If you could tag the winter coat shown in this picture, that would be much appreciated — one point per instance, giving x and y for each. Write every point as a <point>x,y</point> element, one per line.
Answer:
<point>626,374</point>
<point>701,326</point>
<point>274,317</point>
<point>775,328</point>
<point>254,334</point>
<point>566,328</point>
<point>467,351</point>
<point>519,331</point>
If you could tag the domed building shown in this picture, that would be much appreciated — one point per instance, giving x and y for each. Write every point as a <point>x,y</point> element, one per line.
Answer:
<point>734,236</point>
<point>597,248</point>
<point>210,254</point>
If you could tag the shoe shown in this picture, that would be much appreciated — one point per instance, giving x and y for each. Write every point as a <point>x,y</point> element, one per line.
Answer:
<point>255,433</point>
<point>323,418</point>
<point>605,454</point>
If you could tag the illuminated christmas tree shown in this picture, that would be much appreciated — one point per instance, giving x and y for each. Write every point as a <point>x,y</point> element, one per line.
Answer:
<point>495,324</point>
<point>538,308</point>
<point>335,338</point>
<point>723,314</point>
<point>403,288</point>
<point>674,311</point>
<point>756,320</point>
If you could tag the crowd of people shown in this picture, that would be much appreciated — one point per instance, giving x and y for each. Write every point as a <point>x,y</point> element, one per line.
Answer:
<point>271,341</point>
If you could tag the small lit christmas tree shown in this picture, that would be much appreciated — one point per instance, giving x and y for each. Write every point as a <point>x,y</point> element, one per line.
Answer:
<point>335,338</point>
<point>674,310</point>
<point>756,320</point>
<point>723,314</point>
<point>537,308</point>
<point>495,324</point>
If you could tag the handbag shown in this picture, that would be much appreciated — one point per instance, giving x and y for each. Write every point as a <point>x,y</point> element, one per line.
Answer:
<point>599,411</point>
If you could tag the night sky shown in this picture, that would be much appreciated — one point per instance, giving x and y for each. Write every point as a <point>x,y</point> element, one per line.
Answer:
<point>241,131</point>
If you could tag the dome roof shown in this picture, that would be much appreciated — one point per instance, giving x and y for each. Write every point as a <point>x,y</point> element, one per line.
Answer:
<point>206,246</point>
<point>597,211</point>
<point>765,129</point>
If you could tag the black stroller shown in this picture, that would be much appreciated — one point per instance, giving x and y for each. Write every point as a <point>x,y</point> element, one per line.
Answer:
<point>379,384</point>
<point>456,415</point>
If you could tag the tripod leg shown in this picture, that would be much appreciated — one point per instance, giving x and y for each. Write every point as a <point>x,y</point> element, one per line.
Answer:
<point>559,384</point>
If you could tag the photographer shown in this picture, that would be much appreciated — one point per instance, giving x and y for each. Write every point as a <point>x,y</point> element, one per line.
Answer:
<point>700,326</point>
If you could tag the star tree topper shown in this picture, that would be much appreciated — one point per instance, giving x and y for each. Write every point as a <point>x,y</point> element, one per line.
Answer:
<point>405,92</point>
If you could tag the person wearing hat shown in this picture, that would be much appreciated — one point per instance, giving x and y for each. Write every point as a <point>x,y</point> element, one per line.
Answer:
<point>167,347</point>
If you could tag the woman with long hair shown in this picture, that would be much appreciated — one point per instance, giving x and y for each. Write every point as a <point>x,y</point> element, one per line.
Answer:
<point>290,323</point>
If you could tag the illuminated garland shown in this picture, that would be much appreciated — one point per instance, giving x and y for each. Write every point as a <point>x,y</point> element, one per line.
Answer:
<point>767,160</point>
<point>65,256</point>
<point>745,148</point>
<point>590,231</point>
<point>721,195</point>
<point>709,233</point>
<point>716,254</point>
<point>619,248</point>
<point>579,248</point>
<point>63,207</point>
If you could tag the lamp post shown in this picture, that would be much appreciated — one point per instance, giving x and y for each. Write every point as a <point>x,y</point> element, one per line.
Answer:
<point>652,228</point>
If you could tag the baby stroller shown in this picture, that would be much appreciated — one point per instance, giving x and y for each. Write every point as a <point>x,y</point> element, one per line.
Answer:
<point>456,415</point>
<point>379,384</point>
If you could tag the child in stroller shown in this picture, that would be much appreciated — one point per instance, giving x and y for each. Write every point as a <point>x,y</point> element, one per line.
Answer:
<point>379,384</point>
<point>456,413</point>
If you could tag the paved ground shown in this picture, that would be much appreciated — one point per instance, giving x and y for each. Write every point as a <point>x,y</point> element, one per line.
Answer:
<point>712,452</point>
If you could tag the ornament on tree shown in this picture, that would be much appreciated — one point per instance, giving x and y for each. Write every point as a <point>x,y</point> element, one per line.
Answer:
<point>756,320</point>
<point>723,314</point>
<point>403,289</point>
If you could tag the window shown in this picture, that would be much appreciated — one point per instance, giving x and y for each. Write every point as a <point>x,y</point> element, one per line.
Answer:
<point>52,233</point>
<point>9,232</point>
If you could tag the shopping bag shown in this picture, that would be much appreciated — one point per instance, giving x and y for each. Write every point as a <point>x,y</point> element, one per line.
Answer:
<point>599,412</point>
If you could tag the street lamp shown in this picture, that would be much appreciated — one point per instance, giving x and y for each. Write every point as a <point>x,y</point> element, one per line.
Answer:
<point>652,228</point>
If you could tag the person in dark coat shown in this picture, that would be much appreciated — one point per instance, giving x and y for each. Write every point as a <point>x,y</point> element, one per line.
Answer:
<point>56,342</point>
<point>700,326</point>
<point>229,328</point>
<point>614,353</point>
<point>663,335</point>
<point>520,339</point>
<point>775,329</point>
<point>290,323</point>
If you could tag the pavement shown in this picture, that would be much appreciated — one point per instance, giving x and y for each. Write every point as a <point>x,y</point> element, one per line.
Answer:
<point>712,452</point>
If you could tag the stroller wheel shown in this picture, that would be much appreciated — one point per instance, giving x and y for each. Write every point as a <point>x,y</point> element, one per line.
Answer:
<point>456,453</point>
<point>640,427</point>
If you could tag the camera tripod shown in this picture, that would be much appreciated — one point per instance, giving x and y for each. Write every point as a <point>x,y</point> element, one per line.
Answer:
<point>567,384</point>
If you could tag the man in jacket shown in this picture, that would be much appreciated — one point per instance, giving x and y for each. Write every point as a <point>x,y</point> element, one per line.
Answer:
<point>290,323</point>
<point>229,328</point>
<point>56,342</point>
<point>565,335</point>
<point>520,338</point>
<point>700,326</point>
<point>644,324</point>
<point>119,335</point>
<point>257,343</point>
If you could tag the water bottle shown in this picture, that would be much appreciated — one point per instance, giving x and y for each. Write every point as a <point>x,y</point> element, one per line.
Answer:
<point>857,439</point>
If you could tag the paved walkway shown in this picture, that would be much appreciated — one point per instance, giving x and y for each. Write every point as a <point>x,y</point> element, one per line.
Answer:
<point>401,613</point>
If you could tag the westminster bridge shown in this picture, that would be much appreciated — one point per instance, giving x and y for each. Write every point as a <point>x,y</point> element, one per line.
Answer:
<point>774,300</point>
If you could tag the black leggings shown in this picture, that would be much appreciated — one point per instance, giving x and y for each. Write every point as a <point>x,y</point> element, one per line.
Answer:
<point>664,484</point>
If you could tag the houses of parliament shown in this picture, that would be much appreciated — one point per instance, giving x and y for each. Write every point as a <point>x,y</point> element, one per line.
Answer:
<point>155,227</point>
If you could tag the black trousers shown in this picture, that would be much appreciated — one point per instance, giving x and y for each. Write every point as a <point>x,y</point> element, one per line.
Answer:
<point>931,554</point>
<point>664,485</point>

**Given task**.
Put every line of the records above into a Markdown table with two columns, Row and Line text, numbering the rows in order and omitting any blank lines.

**Worked solution**.
| Row | Line text |
|---|---|
| 1 | If you could tag the winter coat shown in this picture, that would be much appreciated — one point per instance, giving x and y for each. Write every point as a <point>x,y</point> element, one per line. |
| 2 | Answer: |
| 3 | <point>626,374</point> |
| 4 | <point>701,326</point> |
| 5 | <point>274,317</point> |
| 6 | <point>775,328</point> |
| 7 | <point>254,334</point> |
| 8 | <point>566,328</point> |
| 9 | <point>467,351</point> |
| 10 | <point>519,331</point> |
| 11 | If you could tag the domed building shown in this picture, that would be much appreciated — one point per instance, giving x and y for each. Write every point as a <point>x,y</point> element, one per line. |
| 12 | Answer: |
| 13 | <point>734,236</point> |
| 14 | <point>597,248</point> |
| 15 | <point>210,254</point> |
| 16 | If you could tag the shoe shown in this picture, that would be much appreciated — one point per instance, giving x and y for each. Write every point as a <point>x,y</point> element, one per line. |
| 17 | Answer: |
| 18 | <point>255,433</point> |
| 19 | <point>323,418</point> |
| 20 | <point>605,454</point> |
| 21 | If you could tag the illuminated christmas tree shown in this picture, that would be much appreciated — one point per instance, giving x and y for each. Write every point as a <point>x,y</point> element, one per line. |
| 22 | Answer: |
| 23 | <point>495,324</point> |
| 24 | <point>538,308</point> |
| 25 | <point>335,338</point> |
| 26 | <point>723,314</point> |
| 27 | <point>403,288</point> |
| 28 | <point>674,311</point> |
| 29 | <point>756,320</point> |
| 30 | If you could tag the crowd of people shown in this picture, that would be much appreciated — one point per instance, giving x and y for each. Write every point as a <point>x,y</point> element, one per line. |
| 31 | Answer: |
| 32 | <point>271,341</point> |
| 33 | If you could tag the small lit christmas tree shown in this picture, that would be much appreciated — one point per instance, giving x and y for each. Write every point as a <point>x,y</point> element, one per line. |
| 34 | Answer: |
| 35 | <point>335,338</point> |
| 36 | <point>674,310</point> |
| 37 | <point>756,320</point> |
| 38 | <point>723,314</point> |
| 39 | <point>537,308</point> |
| 40 | <point>495,324</point> |
| 41 | If you could tag the handbag shown in this picture, that would be much appreciated — one point per instance, giving x and y for each. Write every point as a <point>x,y</point> element, one per line. |
| 42 | Answer: |
| 43 | <point>599,411</point> |
| 44 | If you could tag the night sky shown in this picture, that would be much appreciated — one point per instance, giving x and y for each. Write every point as a <point>x,y</point> element, one per line. |
| 45 | Answer: |
| 46 | <point>241,131</point> |
| 47 | If you could tag the dome roof shown in this picture, that would be much appreciated — one point per instance, giving x and y for each. Write every point as a <point>x,y</point> element, one per line. |
| 48 | Answer: |
| 49 | <point>206,246</point> |
| 50 | <point>597,211</point> |
| 51 | <point>765,129</point> |
| 52 | If you could tag the black stroller shown in this picture, that would be much appreciated — one point per instance, giving x and y for each. Write every point as a <point>x,y</point> element, one per line. |
| 53 | Answer: |
| 54 | <point>379,384</point> |
| 55 | <point>456,415</point> |
| 56 | If you could tag the tripod leg shown in this picture, that would be much appreciated — one point per instance, giving x and y for each. Write every point as a <point>x,y</point> element, one per line. |
| 57 | Answer: |
| 58 | <point>559,384</point> |
| 59 | If you could tag the photographer shown in this picture, that would be much appreciated — one point per instance, giving x and y for each. Write every point as a <point>x,y</point> element, one per line. |
| 60 | Answer: |
| 61 | <point>700,326</point> |
| 62 | If you could tag the star tree topper shown in this picture, that would be much appreciated — one point per instance, giving x and y for each. Write every point as a <point>x,y</point> element, one per line. |
| 63 | Answer: |
| 64 | <point>405,92</point> |
| 65 | If you could tag the person wearing hat shown in this picture, that would be much appreciated — one point per instance, giving x and y for each. Write every point as a <point>x,y</point> element, one per line. |
| 66 | Answer: |
| 67 | <point>167,347</point> |
| 68 | If you could tag the woman with long hair shown in this picture, that would be much appreciated — one point per instance, giving x and y for each. Write every point as a <point>x,y</point> element, one per line. |
| 69 | Answer: |
| 70 | <point>290,323</point> |
| 71 | If you could tag the illuminated garland shown in this picture, that would be much appreciated — one point per instance, giving x and y for each. Write every point as a <point>x,y</point> element, one per line. |
| 72 | Answer: |
| 73 | <point>767,160</point> |
| 74 | <point>65,256</point> |
| 75 | <point>745,148</point> |
| 76 | <point>590,231</point> |
| 77 | <point>721,195</point> |
| 78 | <point>709,233</point> |
| 79 | <point>716,254</point> |
| 80 | <point>619,248</point> |
| 81 | <point>579,248</point> |
| 82 | <point>63,207</point> |
| 83 | If you could tag the lamp post shown in this picture, that would be much appreciated — one point per instance, giving x and y for each. Write every point as a <point>x,y</point> element, one per line. |
| 84 | Answer: |
| 85 | <point>652,228</point> |
| 86 | If you could tag the baby stroller shown in this picture, that would be much appreciated — one point per instance, giving x and y for each. Write every point as a <point>x,y</point> element, one per line. |
| 87 | Answer: |
| 88 | <point>456,415</point> |
| 89 | <point>379,384</point> |
| 90 | If you could tag the child in stroller shown in this picture, that would be much appreciated — one point per instance, giving x and y for each. Write every point as a <point>x,y</point> element, one per line. |
| 91 | Answer: |
| 92 | <point>379,384</point> |
| 93 | <point>456,413</point> |
| 94 | If you could tag the paved ground shown in this picture, that would be much appreciated — one point per instance, giving x and y for each. Write every point as a <point>x,y</point> element, one per line. |
| 95 | Answer: |
| 96 | <point>712,452</point> |
| 97 | If you could tag the ornament on tree shown in this picture, that would be much appreciated — one point per instance, giving x and y for each. Write every point as a <point>x,y</point> element, one per line. |
| 98 | Answer: |
| 99 | <point>756,320</point> |
| 100 | <point>723,314</point> |
| 101 | <point>403,289</point> |
| 102 | If you could tag the window shown in this picture, that would be much appreciated — one point per instance, giving x and y for each. Write every point as a <point>x,y</point> element, one per line. |
| 103 | Answer: |
| 104 | <point>52,233</point> |
| 105 | <point>9,232</point> |
| 106 | If you could tag the shopping bag shown in this picture, that would be much appreciated — one point per instance, giving x and y for each. Write every point as a <point>x,y</point> element, one per line. |
| 107 | Answer: |
| 108 | <point>599,412</point> |
| 109 | If you could tag the street lamp shown in this picture, that would be much appreciated — one point per instance, giving x and y for each. Write every point as a <point>x,y</point> element, one per line. |
| 110 | Answer: |
| 111 | <point>652,228</point> |
| 112 | If you could tag the person in dark coat shown in this picture, that would be much appreciated — one point per instance, giving x and y for each. Write every point as a <point>x,y</point> element, one per line. |
| 113 | Answer: |
| 114 | <point>56,342</point> |
| 115 | <point>700,326</point> |
| 116 | <point>229,328</point> |
| 117 | <point>614,353</point> |
| 118 | <point>663,335</point> |
| 119 | <point>520,339</point> |
| 120 | <point>775,329</point> |
| 121 | <point>290,323</point> |
| 122 | If you could tag the pavement shown in this picture, that would be much appreciated — one point per instance, giving x and y for each. Write every point as a <point>x,y</point> element, one per line. |
| 123 | Answer: |
| 124 | <point>712,452</point> |
| 125 | If you could tag the stroller wheel shown in this picture, that would be much appreciated — one point per instance, giving x and y for each. Write every point as a <point>x,y</point> element, one per line. |
| 126 | Answer: |
| 127 | <point>456,453</point> |
| 128 | <point>640,427</point> |
| 129 | If you could tag the camera tripod shown in this picture, that would be much appreciated — one point per instance, giving x and y for each. Write every point as a <point>x,y</point> element, one per line. |
| 130 | Answer: |
| 131 | <point>567,384</point> |
| 132 | If you could tag the man in jacket shown in this picture, that would be much appreciated — one point per instance, giving x and y for each. Write every point as a <point>x,y</point> element, one per line. |
| 133 | Answer: |
| 134 | <point>290,323</point> |
| 135 | <point>229,328</point> |
| 136 | <point>56,342</point> |
| 137 | <point>565,335</point> |
| 138 | <point>520,338</point> |
| 139 | <point>700,326</point> |
| 140 | <point>644,324</point> |
| 141 | <point>119,335</point> |
| 142 | <point>257,343</point> |
| 143 | If you could tag the water bottle shown in this picture, that would be much appreciated — one point per instance, giving x and y for each. Write every point as a <point>x,y</point> element, one per line. |
| 144 | Answer: |
| 145 | <point>857,439</point> |
| 146 | If you could tag the paved walkway shown in this picture, that would be much appreciated — one point per instance, giving x and y for each. Write every point as a <point>x,y</point> element, one per line. |
| 147 | Answer: |
| 148 | <point>401,613</point> |
| 149 | If you could tag the westminster bridge shown in this picture, that would be much appreciated — one point per instance, giving x and y for each. Write every point as a <point>x,y</point> element, one per line. |
| 150 | Answer: |
| 151 | <point>774,300</point> |
| 152 | If you could tag the black leggings shown in this picture, that would be much appreciated — one point per instance, giving x and y for each. Write every point as a <point>x,y</point> element, one per line. |
| 153 | Answer: |
| 154 | <point>664,484</point> |
| 155 | If you could tag the houses of parliament shown in this picture, that would be much appreciated — one point per instance, giving x and y for each. Write every point as a <point>x,y</point> element, one per line. |
| 156 | Answer: |
| 157 | <point>155,227</point> |
| 158 | If you could tag the black trousers shown in this picture, that would be much appreciated — one point per instance, giving x and y for each. Write every point as a <point>x,y</point> element, one per line. |
| 159 | Answer: |
| 160 | <point>931,554</point> |
| 161 | <point>664,485</point> |